### Passage shown

Australian Noodle Wheat could be the answer Asian flour millers are searching for as they struggle to source soft wheat for cookies and cakes following severe drought in the US.
Growers in the Pacific Northwest region of the USA suffered through devastating heat and drought this year and production of US Soft White (SW) wheat was badly impacted. This has resulted in extremely limited soft wheat options for Asian flour millers and has driven SW prices through the roof.
Some soft wheat buyers have been paying more than AUD$100/tonne above last season.
An expected bumper crop of low protein Australian Noodle Wheat this season, coupled with an unusual undersupply of soft wheat from the US, presents a rare opportunity for Australian growers, backed up by research from the Australian Export Grains Innovation Centre (AEGIC).
Investigations already carried out by AEGIC with flour mills in South East Asia demonstrated that low protein Australian Noodle Wheat has acceptable performance for cookies.

######
### Data extract

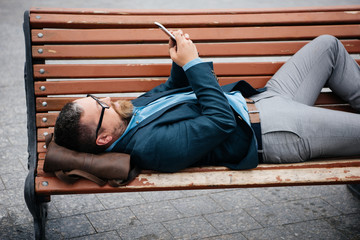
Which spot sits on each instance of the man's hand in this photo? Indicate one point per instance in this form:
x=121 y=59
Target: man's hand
x=184 y=50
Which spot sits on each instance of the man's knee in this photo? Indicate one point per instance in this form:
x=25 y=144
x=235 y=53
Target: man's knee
x=327 y=41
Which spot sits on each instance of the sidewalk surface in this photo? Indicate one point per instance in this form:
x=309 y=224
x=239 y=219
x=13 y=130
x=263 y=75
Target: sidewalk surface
x=314 y=212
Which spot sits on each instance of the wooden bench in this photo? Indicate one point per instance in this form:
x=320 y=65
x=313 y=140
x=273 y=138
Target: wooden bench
x=73 y=52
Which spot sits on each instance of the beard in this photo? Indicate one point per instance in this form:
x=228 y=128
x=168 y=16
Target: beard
x=124 y=109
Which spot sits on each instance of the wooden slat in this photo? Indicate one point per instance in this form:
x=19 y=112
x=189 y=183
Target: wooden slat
x=123 y=85
x=258 y=177
x=197 y=34
x=56 y=103
x=179 y=21
x=146 y=70
x=46 y=119
x=161 y=50
x=51 y=117
x=105 y=11
x=42 y=132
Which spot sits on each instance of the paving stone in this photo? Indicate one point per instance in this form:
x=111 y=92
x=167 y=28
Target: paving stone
x=276 y=214
x=308 y=209
x=19 y=214
x=69 y=227
x=347 y=224
x=233 y=221
x=344 y=201
x=52 y=211
x=113 y=235
x=190 y=228
x=162 y=195
x=194 y=206
x=16 y=133
x=155 y=212
x=318 y=229
x=274 y=194
x=240 y=198
x=192 y=193
x=16 y=232
x=118 y=200
x=302 y=192
x=69 y=205
x=276 y=232
x=150 y=231
x=2 y=185
x=113 y=219
x=234 y=236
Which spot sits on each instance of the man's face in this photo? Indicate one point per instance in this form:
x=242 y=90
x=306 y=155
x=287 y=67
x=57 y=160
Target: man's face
x=112 y=123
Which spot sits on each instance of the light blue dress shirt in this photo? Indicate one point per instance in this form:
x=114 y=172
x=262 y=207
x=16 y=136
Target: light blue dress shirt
x=235 y=98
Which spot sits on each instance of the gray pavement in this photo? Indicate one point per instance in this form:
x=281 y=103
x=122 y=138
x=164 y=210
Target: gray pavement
x=314 y=212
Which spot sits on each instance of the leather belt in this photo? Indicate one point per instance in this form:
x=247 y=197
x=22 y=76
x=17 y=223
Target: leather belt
x=253 y=112
x=255 y=125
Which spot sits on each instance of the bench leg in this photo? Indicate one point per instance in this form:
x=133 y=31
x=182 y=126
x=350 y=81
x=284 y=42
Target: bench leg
x=37 y=208
x=355 y=189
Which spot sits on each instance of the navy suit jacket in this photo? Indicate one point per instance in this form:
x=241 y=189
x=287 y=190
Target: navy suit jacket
x=205 y=131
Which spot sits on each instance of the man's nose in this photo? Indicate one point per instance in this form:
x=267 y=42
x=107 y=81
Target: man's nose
x=107 y=100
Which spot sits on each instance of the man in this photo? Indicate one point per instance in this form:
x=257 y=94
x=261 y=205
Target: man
x=191 y=120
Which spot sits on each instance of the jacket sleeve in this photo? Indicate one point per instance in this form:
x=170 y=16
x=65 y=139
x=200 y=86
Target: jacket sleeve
x=177 y=79
x=178 y=144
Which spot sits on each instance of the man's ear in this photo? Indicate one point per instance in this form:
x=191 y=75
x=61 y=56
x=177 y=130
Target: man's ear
x=103 y=139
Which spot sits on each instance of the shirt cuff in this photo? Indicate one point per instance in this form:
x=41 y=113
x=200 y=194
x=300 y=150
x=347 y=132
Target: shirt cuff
x=192 y=63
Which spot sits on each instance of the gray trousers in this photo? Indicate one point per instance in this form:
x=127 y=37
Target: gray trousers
x=295 y=131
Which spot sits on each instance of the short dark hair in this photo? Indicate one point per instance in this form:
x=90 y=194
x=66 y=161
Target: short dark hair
x=70 y=133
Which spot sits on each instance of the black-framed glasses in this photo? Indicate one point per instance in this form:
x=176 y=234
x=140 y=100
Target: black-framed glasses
x=103 y=106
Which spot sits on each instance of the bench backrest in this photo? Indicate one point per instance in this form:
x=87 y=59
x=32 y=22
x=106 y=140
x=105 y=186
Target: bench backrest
x=73 y=52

######

[Brief 1]:
Answer these questions using the wheat article.
(a) Which US region suffered through heat and drought this year?
(b) How much more than last season have some soft wheat buyers been paying?
(c) With which flour mills did AEGIC carry out its investigations?
[Brief 2]: Translate this sentence from the wheat article into Spanish: "Some soft wheat buyers have been paying more than AUD$100/tonne above last season."
[Brief 3]: Carry the wheat article forward from its final sentence.

[Written reply 1]:
(a) The Pacific Northwest region of the USA.
(b) More than AUD$100/tonne above last season.
(c) Flour mills in South East Asia.

[Written reply 2]: Algunos compradores de trigo blando han estado pagando más de AUD$100/tonelada por encima de la temporada pasada.

[Written reply 3]:
To stimulate demand for this year’s low protein ANW, AEGIC hosted a special industry meeting attended by 80 people across Indonesia, Vietnam, Malaysia, Thailand, the Philippines, and the Australian grain trade.
Project leader Dr Siem Siah said AEGIC’s study was completed as part of a wider project to rekindle soft wheat exports from Australia.
“Low protein Australian Noodle Wheat provides an excellent short-term solution for Asian mills, with production expected to be significant this season following above average rainfall,” she said.
“In the long term Australia will need to produce true soft wheat types to compete in this market,” she said.
Demand for soft wheat in South East Asia is increasing, with the total market size expected to be 3.6 mmt by 2030. Australia has significantly shorter delivery times and lower freight costs for South East Asia, providing additional value for Australian soft wheat supply.
AEGIC CEO Richard Simonaitis said the current unusual circumstances presented an excellent opportunity for Australian Noodle Wheat growers.
“It’s reasonable to expect that there would be significant premiums across the ANW range this season thanks to the demand pressure create by the US shortfall,” he said.
“It is also likely that prices for soft wheat will be high in 2022. The drought conditions in the US have continued and are impacting the sowing of their next crop.
“Australian growers will have more information on this before they sow next season and AEGIC will provide updates on market circumstances.”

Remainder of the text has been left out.